DOCUMENT
------

The Linux Scheduler a Decade of Wasted Cores

source: https://dl.acm.org/doi/abs/10.1145/2901318.2901326

Source: https://dl.acm.org/doi/pdf/10.1145/2901318.2901326

Background

OS scheduler

What an OS scheduler does is answer two questions:

Which thread should run next
How long should the thread run for

CFS

Linux’s general-purpose scheduler is called CFS or Completely Fair Scheduler

Goal: If two threads want the CPU, and they have the same priority, each should get roughly the same share of CPU time
Wall-clock time doesn’t work well in the real world since it doesn’t take into consideration priorities
- Use vruntime instead or how much CPU time a task has received; scaled by its priority
  - higher priority accumulates vruntime slower
  - lower priority accumulates vruntime faster
  - This also allows for smooth time slicing and not abrupt time slice jumps

CFS uses a red-black tree to keep track of tasks and their vruntime. Finding the smallest vruntime becomes reading the leftmost node

CFS picks a target latency or the time window in which every runnable task should run at least once. Each task should run at least:

Target latency / tasks = min task time

Nice in Linux is used to set priority

Core ideas

Tracks fairness with vruntime, not wall-clock time
vruntime increases while a task runs; rate depends on priority
Runnable tasks stored in a red-black tree keyed by vruntime
Scheduler picks smallest vruntime
Time slice is determined by target latency / runnable tasks
Result is smooth fairness rather than quantum-based scheduling

Multicore

Each CPU has its own runqueue and its own red-black tree
- Avoids lock contention
- Each core to pick next task locally
- Scalability
Scheduling is mostly done per-core, not globally
Issue now is how to you maximize idle cores whose runqueues are empty
- Load balancing - use one core as an LB
Why not cores steal from other threads instantly?
- contention: cache line ping pong between threads - stall
- thrashing: thread moved across cores loses cache warmth, cache becomes cold
Scheduling domains - Linux builds a hierarchy of execution levels
- Like:
  - Level 1: SMT siblings
  - Level 2: cores sharing an LLC
  - Level 3: cores in the same NUMA node
  - Level 4: all cores in the machine
- The goal is to reduce cost of scanning remote cores

Old and Long version…

Questions

What makes multicore scheduling more challenging than single-core scheduling?

------

CHALLENGE A
Return every line of the records below that contains the word "wheel". Matching is case-sensitive.

EXERCISE INPUTS
------

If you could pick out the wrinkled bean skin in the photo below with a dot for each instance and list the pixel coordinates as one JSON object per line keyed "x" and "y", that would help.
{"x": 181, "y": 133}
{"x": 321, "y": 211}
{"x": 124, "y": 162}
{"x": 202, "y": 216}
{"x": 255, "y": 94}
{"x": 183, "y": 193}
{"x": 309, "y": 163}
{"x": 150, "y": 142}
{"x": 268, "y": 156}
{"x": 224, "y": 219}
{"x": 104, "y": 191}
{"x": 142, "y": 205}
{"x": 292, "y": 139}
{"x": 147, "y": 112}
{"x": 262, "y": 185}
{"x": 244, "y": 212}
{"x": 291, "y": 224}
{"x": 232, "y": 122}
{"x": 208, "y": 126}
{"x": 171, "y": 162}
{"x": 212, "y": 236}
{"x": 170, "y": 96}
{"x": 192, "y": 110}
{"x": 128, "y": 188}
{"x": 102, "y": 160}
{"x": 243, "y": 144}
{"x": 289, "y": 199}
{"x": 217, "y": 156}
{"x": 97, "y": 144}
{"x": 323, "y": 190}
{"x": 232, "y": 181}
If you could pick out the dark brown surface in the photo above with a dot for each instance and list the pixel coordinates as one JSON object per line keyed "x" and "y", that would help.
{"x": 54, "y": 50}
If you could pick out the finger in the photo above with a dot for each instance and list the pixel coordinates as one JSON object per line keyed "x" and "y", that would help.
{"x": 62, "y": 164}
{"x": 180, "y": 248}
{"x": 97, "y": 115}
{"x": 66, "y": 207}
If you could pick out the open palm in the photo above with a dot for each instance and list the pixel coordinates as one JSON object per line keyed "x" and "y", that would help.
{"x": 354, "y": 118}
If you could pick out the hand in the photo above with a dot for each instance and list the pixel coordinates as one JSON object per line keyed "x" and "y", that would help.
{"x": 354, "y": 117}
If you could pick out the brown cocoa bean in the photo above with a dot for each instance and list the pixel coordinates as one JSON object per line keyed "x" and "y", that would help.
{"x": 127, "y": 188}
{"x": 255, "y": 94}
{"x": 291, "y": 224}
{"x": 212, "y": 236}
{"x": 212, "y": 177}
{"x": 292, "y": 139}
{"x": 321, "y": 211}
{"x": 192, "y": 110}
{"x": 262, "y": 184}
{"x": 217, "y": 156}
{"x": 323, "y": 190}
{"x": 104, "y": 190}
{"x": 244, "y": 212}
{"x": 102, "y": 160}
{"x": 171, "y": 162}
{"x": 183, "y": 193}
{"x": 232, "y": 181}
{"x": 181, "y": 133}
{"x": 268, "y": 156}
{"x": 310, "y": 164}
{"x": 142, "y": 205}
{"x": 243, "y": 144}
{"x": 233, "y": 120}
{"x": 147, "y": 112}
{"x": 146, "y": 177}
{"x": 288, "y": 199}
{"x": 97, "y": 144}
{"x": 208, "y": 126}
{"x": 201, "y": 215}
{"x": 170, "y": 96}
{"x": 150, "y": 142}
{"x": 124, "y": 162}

------

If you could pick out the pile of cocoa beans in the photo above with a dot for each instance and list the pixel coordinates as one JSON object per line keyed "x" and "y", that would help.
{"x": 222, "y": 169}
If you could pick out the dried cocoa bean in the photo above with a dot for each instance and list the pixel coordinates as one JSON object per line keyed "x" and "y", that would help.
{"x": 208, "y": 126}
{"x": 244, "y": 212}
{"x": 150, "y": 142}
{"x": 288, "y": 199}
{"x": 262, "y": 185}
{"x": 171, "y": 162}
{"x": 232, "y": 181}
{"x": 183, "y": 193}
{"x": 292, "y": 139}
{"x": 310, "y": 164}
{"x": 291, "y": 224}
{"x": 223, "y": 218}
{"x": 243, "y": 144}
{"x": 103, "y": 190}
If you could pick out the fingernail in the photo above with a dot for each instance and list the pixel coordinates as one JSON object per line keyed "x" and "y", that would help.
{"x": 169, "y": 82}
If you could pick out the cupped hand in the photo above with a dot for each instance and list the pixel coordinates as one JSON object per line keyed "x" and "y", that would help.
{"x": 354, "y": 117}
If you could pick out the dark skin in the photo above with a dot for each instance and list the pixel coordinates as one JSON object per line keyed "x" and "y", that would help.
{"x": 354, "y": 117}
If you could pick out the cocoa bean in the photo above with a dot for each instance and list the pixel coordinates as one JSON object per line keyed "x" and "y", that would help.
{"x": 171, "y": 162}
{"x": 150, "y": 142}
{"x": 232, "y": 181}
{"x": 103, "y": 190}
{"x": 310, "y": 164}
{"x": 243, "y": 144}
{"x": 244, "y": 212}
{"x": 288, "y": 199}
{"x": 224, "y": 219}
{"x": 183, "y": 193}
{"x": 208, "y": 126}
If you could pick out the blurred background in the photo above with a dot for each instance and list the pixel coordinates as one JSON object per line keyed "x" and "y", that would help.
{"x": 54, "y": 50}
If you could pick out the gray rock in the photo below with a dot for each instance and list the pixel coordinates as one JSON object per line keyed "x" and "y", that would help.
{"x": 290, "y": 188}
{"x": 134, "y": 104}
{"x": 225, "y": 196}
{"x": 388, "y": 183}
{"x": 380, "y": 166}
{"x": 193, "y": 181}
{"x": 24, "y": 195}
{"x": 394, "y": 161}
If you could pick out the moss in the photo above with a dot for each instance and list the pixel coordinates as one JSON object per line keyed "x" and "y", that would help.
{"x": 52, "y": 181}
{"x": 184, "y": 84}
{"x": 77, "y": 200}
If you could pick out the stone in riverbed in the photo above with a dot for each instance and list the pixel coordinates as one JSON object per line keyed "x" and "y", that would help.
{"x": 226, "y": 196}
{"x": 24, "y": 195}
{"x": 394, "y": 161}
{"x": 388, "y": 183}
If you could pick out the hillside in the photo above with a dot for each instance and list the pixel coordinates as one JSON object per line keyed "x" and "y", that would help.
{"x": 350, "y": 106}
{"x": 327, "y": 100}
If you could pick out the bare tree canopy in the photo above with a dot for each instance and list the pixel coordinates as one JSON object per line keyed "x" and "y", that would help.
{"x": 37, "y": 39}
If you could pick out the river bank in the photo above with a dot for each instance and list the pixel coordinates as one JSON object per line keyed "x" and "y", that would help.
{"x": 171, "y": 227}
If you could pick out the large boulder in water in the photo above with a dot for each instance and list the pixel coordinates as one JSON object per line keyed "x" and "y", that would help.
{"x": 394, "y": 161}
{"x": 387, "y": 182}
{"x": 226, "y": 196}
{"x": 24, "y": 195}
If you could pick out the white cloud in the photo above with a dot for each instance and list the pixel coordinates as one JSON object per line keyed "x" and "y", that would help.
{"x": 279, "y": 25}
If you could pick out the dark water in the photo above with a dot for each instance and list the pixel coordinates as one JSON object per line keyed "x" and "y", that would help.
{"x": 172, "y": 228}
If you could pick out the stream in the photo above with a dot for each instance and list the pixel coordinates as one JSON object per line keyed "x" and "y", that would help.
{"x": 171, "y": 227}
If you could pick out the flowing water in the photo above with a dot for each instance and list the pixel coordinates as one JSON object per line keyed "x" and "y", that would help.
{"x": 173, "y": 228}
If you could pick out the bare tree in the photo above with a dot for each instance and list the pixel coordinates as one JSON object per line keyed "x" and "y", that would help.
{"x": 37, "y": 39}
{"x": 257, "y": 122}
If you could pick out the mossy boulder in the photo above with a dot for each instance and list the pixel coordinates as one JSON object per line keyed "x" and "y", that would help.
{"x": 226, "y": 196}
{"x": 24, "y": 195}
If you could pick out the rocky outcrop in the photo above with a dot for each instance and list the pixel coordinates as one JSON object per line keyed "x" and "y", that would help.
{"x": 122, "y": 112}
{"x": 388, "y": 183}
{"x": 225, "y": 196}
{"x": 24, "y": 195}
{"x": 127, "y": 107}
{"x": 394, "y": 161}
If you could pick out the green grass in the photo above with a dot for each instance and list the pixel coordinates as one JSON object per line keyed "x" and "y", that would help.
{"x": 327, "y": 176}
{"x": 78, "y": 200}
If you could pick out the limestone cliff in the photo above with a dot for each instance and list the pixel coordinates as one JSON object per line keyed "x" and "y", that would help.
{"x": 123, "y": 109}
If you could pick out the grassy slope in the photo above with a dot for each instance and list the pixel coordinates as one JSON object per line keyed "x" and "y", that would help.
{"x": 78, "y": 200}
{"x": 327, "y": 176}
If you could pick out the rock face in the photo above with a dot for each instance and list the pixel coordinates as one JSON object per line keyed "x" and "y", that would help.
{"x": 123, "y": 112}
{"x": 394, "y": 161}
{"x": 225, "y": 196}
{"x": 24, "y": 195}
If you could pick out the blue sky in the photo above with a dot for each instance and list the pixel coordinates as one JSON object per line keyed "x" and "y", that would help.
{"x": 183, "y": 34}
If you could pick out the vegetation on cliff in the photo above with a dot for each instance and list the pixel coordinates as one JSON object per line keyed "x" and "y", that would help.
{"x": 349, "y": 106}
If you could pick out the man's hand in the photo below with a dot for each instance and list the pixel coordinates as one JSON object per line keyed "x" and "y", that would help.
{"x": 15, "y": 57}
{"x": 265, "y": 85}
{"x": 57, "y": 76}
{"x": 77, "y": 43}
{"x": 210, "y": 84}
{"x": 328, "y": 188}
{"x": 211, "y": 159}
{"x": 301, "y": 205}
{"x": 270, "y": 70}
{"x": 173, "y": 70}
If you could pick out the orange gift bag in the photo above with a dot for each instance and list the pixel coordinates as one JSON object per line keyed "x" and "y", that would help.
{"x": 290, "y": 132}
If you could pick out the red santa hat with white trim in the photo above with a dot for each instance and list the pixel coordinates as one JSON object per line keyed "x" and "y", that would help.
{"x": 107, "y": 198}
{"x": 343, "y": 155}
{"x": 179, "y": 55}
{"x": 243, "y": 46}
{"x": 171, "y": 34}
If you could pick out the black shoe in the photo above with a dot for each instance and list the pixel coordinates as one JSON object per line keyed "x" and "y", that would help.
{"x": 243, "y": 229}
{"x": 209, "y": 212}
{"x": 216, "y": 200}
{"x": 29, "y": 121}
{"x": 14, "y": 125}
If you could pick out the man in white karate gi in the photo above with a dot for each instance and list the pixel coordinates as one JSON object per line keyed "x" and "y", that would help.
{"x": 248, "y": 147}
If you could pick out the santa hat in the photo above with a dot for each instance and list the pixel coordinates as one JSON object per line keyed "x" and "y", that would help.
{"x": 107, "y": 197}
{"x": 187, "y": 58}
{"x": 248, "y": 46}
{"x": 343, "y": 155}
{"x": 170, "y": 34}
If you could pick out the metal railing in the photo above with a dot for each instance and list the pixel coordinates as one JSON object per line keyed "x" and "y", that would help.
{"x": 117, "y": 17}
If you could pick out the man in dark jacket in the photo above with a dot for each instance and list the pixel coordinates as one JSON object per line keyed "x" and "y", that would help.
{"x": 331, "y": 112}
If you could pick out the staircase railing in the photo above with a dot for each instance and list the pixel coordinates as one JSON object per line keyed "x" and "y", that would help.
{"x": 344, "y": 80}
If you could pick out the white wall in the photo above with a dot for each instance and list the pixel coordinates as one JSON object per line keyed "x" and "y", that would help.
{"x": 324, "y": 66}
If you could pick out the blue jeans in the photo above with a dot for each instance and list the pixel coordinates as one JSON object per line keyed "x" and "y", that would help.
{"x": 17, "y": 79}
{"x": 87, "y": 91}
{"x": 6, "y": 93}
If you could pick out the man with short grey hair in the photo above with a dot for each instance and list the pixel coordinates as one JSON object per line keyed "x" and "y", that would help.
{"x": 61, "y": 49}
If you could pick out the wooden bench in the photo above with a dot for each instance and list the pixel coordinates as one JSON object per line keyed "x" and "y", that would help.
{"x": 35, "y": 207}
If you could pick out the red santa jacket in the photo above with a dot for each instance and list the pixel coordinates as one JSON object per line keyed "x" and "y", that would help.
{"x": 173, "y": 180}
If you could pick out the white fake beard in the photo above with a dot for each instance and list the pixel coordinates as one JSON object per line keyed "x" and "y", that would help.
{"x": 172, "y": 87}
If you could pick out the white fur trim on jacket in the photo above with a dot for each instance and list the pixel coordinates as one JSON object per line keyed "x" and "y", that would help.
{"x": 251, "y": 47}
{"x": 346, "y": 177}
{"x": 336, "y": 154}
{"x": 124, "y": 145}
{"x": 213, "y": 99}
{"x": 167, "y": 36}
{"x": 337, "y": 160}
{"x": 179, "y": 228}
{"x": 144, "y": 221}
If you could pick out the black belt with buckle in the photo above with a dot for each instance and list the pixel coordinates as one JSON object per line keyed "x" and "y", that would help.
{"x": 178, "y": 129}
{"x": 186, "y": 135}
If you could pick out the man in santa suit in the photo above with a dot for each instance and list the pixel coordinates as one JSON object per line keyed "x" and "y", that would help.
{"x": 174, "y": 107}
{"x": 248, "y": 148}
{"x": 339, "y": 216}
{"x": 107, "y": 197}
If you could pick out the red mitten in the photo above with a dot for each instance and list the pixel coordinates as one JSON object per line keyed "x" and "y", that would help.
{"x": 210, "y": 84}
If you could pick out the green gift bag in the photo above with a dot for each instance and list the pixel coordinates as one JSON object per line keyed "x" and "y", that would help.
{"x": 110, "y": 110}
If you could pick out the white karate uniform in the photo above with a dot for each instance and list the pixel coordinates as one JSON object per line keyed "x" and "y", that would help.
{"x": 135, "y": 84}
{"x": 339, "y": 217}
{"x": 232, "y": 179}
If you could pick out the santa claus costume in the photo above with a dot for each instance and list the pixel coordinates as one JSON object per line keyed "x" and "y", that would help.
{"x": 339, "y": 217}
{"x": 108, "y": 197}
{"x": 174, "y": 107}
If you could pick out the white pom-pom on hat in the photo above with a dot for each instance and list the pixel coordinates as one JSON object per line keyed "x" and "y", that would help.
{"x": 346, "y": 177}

------

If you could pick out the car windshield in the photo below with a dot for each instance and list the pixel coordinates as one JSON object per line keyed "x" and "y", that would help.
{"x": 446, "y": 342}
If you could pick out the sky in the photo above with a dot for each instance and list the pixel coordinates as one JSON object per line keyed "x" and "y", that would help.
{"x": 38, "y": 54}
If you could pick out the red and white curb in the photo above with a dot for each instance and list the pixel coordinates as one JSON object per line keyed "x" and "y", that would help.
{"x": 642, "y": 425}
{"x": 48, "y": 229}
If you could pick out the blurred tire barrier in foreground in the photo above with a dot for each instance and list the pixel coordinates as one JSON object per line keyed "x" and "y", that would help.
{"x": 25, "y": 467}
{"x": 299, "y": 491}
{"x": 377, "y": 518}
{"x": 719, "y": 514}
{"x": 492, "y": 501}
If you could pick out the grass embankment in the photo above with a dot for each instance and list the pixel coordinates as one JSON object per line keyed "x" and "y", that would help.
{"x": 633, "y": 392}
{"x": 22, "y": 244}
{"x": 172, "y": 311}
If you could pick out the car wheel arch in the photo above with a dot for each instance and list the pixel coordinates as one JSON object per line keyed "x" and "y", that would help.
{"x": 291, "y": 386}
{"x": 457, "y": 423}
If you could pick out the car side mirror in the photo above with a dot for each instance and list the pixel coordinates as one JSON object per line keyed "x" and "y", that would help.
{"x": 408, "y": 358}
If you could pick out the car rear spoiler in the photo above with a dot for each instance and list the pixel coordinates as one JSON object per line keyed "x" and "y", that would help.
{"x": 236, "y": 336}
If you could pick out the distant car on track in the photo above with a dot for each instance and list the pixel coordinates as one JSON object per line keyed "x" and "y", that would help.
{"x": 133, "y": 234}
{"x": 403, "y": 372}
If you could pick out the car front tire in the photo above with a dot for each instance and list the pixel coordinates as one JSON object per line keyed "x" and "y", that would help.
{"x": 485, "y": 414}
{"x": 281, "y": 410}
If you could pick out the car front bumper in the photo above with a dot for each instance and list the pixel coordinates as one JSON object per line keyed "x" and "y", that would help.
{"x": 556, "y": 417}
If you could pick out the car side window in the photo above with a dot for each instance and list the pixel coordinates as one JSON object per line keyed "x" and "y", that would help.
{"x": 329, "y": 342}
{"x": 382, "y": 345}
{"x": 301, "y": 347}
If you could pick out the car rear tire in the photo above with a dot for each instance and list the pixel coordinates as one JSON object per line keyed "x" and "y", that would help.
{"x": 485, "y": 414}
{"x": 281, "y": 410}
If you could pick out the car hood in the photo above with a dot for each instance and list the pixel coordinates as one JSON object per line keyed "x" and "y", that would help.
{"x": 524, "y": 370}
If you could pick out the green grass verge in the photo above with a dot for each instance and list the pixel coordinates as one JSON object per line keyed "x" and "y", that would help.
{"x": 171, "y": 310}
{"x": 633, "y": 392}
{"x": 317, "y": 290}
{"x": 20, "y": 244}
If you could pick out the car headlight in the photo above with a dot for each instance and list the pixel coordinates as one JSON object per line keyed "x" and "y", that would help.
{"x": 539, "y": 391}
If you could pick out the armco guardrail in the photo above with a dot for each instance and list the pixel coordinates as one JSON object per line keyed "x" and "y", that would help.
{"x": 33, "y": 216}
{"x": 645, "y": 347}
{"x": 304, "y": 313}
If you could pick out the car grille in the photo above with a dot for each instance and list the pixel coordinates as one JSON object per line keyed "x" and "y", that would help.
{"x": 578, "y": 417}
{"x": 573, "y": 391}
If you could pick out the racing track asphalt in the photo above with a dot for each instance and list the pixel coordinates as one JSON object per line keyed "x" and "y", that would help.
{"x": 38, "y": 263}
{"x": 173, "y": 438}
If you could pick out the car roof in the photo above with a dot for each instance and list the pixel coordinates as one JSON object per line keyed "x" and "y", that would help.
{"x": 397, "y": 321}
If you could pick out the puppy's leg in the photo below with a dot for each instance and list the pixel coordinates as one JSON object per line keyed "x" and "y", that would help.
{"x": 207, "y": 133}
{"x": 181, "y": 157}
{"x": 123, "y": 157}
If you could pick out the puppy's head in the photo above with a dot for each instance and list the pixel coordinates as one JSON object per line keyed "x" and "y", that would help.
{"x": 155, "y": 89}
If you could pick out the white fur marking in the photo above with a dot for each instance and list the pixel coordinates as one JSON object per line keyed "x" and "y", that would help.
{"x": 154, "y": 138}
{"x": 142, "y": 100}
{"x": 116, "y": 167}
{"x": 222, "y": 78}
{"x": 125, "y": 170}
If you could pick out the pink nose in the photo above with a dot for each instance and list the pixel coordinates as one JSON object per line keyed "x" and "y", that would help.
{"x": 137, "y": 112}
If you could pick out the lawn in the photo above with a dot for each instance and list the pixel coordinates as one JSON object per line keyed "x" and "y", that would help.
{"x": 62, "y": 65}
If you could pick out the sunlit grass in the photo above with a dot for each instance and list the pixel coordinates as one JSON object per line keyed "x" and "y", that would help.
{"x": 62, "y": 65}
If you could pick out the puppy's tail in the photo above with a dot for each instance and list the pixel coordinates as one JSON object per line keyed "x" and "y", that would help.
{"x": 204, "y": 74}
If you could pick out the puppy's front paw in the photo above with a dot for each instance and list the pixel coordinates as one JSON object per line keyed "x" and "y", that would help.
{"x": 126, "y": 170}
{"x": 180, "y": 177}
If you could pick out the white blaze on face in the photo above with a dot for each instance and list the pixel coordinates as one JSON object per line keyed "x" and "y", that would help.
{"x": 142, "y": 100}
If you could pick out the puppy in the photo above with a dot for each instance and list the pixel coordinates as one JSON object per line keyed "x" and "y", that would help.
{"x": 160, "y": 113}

------

CHALLENGE B
Extend the notes on the Linux scheduler, picking up right after their final line.

TASK RESULT A
If you could pick out the car wheel arch in the photo above with a dot for each instance and list the pixel coordinates as one JSON object per line keyed "x" and "y", that would help.

TASK RESULT B
Reader note

CPU scheduling has gotten a lot more complex as CPU technology has advanced beyond single-core CPUs.
Focus on understanding what makes scheduling challenging with modern CPUs and what techniques can be used to address these challenges.

Abstract

OS thread scheduler must maintain invariant:

Make sure that ready threads are scheduled on available cores But this invariant is often broken in Linux.

The paper discovers why this invariant is broken and their fixes

Introduction

Challenges of modern CPUs (multicore)

Non-uniform memory access latencies (NUMA)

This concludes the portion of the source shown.